◆ **Your goal**
Repeat the full listing that follows, word for word.

◆ **Records**
Segment Open

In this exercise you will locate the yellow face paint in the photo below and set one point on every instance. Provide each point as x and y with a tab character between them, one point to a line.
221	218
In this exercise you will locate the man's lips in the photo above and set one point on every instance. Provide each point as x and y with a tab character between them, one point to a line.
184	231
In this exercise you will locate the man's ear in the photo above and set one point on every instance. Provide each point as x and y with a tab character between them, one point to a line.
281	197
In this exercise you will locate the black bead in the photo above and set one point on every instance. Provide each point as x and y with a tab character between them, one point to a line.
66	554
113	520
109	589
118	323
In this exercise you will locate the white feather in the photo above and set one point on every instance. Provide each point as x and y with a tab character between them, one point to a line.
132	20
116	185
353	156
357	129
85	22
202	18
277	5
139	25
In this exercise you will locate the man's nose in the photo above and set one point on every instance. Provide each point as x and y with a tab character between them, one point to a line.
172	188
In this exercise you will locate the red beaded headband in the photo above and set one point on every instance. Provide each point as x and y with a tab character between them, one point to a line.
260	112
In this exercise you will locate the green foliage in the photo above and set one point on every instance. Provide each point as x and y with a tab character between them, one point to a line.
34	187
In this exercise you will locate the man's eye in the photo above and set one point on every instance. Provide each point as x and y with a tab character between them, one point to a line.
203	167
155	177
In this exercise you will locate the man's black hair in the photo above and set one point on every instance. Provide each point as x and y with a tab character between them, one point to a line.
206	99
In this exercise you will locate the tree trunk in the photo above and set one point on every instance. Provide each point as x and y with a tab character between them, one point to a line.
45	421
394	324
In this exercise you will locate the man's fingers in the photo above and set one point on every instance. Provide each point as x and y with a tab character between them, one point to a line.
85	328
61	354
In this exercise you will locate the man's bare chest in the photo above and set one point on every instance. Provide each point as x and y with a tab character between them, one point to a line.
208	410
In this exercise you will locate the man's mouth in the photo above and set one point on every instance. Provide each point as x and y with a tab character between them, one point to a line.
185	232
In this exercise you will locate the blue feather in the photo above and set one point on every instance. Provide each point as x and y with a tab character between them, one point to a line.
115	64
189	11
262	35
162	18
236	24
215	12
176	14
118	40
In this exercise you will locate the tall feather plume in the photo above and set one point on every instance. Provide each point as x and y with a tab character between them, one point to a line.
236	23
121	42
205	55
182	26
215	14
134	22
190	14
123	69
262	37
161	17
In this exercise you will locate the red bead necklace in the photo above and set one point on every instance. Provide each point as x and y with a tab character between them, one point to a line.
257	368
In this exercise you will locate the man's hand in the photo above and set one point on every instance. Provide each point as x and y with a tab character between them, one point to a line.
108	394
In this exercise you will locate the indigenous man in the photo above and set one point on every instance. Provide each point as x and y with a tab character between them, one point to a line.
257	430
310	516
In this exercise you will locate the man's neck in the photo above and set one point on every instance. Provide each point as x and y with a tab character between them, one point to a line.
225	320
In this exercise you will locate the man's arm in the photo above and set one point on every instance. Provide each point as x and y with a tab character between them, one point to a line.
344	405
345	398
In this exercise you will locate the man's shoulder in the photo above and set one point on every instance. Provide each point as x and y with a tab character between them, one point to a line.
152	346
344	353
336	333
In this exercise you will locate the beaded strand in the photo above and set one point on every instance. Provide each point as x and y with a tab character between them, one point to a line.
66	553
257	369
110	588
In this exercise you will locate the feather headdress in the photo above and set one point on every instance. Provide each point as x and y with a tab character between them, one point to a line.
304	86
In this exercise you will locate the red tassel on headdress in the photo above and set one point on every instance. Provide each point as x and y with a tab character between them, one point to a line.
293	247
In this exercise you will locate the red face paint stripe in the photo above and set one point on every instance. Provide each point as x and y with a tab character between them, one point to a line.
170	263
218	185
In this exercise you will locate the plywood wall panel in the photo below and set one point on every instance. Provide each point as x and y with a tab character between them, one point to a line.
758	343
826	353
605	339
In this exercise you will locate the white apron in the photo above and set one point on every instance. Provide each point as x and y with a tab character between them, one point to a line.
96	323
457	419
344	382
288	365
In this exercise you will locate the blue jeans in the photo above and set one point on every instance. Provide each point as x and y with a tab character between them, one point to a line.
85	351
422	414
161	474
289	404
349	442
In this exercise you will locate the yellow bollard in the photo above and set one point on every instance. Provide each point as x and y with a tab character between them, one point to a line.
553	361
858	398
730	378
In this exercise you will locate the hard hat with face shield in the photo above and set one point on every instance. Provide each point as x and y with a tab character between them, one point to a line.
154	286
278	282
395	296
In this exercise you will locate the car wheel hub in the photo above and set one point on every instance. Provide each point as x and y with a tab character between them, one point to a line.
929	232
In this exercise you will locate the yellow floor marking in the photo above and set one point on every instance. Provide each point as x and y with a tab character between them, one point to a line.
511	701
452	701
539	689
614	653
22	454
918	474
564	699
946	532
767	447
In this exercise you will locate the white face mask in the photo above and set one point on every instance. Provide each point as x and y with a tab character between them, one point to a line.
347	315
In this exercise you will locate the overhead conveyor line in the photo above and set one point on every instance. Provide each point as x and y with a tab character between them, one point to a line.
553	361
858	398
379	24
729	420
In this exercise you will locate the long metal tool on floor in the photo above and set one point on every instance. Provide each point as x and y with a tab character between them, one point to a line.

Segment Closed

◆ **Solution below**
In this exercise you will locate the yellow face paint in the photo below and set one point on every instance. Provide each point as x and y with a tab character between them, one point to a line.
221	218
In this exercise you will locate the man's lips in the photo above and set one point on every instance. Provide each point as x and y with a tab character between them, one point to a line.
184	231
In this exercise you will locate the man's ear in the photo above and set one point on every instance. Provide each point as x and y with a tab character between them, one point to a line.
281	197
In this exercise you will locate the black bead in the photo above and set one point on every instance. Provide each point as x and y with a tab character between them, one point to a line.
66	554
113	520
109	589
118	323
In this exercise you will locate the white feather in the photo above and set one point on every instance. Provide each point as x and y with a tab character between them, one point to a line.
132	20
116	185
353	156
357	129
85	22
202	18
277	5
139	25
In this exercise you will locate the man's nose in the photo above and set one point on every instance. Provide each point as x and y with a tab character between them, one point to a line.
172	188
In this exercise you will locate the red beaded headband in the photo above and set one point on every instance. Provide each point as x and y with a tab character between them, one point to a line.
260	112
In this exercise you will locate the green foliage in the photo above and set one point on every instance. Provide each point as x and y with a tab character between them, one point to a line.
34	187
In this exercise you will locate the man's eye in the photo above and set one point on every instance. Provide each point as x and y with a tab character between them, one point to a line.
203	167
155	177
In this exercise you will locate the man's black hair in the photo above and set one point on every instance. Provide each point as x and y with a tab character between them, one point to a line.
206	99
In this exercise you will locate the tree trunk in the photo above and set one point on every instance. Provide each point as x and y with a tab character between them, one point to a line.
45	421
394	324
In this exercise you will locate the man's fingers in the photo above and set one point on every instance. Provide each point as x and y with a tab character between them, one point to a line.
85	328
61	354
In this exercise you will locate the man's bare chest in the photo above and set one point on every instance. Provide each point as x and y with a tab character between them, one point to a line.
208	410
In this exercise you will locate the man's mouth in the photo above and set one point on every instance. Provide each point as x and y with a tab character between them, one point to a line.
185	232
In this exercise you will locate the blue feather in the photo above and set one point on every instance. Provide each point as x and y with a tab character between them, one point to a line.
115	64
189	11
262	35
162	18
236	24
215	12
176	14
118	40
In this exercise you will locate the tall feather plume in the photo above and set one point on every instance. Provide each point as x and y with a tab character between them, one point to a line.
236	23
121	42
205	55
182	26
215	14
134	22
190	14
123	69
262	37
161	17
In this exercise you will locate the red bead necklace in the photo above and set one point on every instance. Provide each point as x and y with a tab character between them, one point to a line.
257	368
In this exercise you will locate the man's hand in the photo above and set one point on every instance. Provide each point as x and y with a tab character between them, one point to a line.
108	394
In this exercise you will locate the indigenous man in the photo above and set one point on every instance. Provide each point as x and y with a tab character between them, one point to a line.
257	430
310	516
In this exercise you will locate the man's neck in the photo above and set one point on every instance. Provide each point as x and y with a tab character between them, one point to a line.
225	320
In this exercise you will locate the man's arm in the photo above and set one point on every instance. Provide each point as x and y with a tab character between them, one point to a line.
344	405
345	398
In this exercise you will locate the man's shoulder in the photo above and set one point on every instance. Provide each point as x and y with a tab character between them, one point to a line.
152	346
344	353
336	333
In this exercise you will locate the beaded strand in the photo above and set one point on every instance. Provide each point as x and y with a tab character between them, one point to a line.
66	553
257	369
110	588
In this exercise you will locate the feather headdress in the photo above and set one point on every instance. Provide each point as x and y with a tab character between them, one point to a line.
304	86
In this exercise you will locate the red tassel on headdress in the photo above and set one point on every instance. Provide each point as x and y with a tab character between them, one point to a line.
293	247
In this exercise you will locate the red face paint stripe in the photo above and set one point on every instance. Provide each point as x and y with a tab character between them, one point to a line.
170	263
218	185
In this exercise you will locate the plywood wall panel in the photo below and set one point on every instance. Provide each point as x and y with a tab character between them, one point to a line.
758	343
826	353
605	339
In this exercise you will locate the white apron in the photo above and set one point on every instance. Provide each point as x and y with a tab character between them, one point to a line.
96	323
457	419
344	382
288	365
In this exercise you will locate the blue jeans in the photo above and set one point on every instance. Provide each point as x and y with a tab character between them, one point to a line.
85	351
422	414
161	474
289	404
349	442
In this exercise you will locate the yellow bollard in the photo above and set one point on every instance. Provide each point as x and y with a tab character between them, one point to a line.
553	361
858	398
730	378
In this exercise you will locate the hard hat with face shield in the photo above and set one point on every instance. Provide each point as x and y with a tab character between them, one point to a line.
154	286
278	282
395	296
In this exercise you will locate the car wheel hub in the photo above and set one point on every instance. Provide each point as x and y with a tab character between them, one point to a line.
929	232
In this exercise you will locate the yellow floor marking in the photo above and set one point on every instance. Provide each point as x and y with a tab character between them, one point to a line.
511	701
452	701
539	689
614	653
22	454
918	474
564	699
946	532
767	447
In this exercise you will locate the white face mask in the photo above and set one point on every instance. Provide each point as x and y with a tab character between them, one point to a line.
347	315
In this exercise you will locate the overhead conveyor line in the photo above and set one point on every instance. Provide each point as x and y with a tab character between them, one point to a line.
553	361
858	398
379	24
729	420
In this exercise you will locate the long metal tool on floor in the photo above and set one point on every instance. Provide each point as x and y with a tab character between them, one point to a line.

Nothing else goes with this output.